Natural language region descriptions

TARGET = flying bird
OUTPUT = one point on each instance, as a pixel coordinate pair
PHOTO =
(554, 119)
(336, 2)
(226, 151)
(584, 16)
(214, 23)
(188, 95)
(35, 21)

__Work to be completed__. Start at the line with "OUTPUT = one". Give that line and every line after it again, word for word, through the last line above.

__Task response__.
OUTPUT = one point on each instance, as a pixel coordinate pair
PHOTO =
(554, 119)
(336, 2)
(226, 151)
(584, 16)
(214, 23)
(188, 95)
(35, 21)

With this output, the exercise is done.